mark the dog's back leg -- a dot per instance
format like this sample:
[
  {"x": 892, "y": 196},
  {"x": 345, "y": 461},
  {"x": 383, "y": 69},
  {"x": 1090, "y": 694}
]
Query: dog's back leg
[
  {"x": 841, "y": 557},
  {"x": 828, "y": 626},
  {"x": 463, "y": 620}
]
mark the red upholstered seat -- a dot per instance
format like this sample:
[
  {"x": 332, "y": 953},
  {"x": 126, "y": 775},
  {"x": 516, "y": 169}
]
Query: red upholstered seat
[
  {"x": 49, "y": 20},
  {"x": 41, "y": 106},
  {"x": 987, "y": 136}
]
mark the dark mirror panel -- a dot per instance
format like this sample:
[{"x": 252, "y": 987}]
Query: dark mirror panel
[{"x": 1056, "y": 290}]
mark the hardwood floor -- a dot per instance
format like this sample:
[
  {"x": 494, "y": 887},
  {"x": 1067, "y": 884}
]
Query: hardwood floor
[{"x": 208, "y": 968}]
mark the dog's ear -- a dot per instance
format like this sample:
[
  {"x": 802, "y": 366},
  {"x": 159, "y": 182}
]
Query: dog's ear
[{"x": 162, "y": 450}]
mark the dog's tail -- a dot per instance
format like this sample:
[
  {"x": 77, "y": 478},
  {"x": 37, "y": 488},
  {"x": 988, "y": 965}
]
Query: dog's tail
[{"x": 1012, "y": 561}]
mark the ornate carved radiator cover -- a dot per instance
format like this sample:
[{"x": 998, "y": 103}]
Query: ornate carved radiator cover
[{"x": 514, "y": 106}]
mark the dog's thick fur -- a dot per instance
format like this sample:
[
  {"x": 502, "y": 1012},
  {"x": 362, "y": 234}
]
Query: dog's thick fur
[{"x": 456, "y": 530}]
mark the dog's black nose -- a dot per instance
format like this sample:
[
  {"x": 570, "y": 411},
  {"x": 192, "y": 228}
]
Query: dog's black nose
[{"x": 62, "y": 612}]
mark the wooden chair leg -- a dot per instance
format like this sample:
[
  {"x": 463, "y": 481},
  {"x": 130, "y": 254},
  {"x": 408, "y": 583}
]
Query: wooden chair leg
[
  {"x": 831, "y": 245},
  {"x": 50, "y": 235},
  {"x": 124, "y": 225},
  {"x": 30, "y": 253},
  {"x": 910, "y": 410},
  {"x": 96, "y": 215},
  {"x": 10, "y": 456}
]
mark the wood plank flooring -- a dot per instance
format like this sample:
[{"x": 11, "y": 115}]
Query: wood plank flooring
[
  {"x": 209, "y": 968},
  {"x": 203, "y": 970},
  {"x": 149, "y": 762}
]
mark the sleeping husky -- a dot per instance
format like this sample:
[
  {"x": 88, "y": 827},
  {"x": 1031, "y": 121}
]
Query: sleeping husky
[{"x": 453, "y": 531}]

**WHAT IS EXPECTED:** Look through the data and gather every line with the string "mark" in it.

**SOLUTION:**
mark the dog's back leg -- a dot per instance
mark the red upholstered seat -- a dot per instance
mark the dark mirror panel -- a dot per instance
mark the hardwood floor -- a dot per instance
mark the dog's ear -- a dot per instance
mark the dog's tail -- a dot per instance
mark the ornate carved radiator cover -- a dot per instance
mark the dog's thick fur -- a dot per instance
mark the dog's black nose -- a dot per instance
mark the wooden chair leg -- a dot per instance
mark the wood plank flooring -- a dot per instance
mark the sleeping husky -- a dot per instance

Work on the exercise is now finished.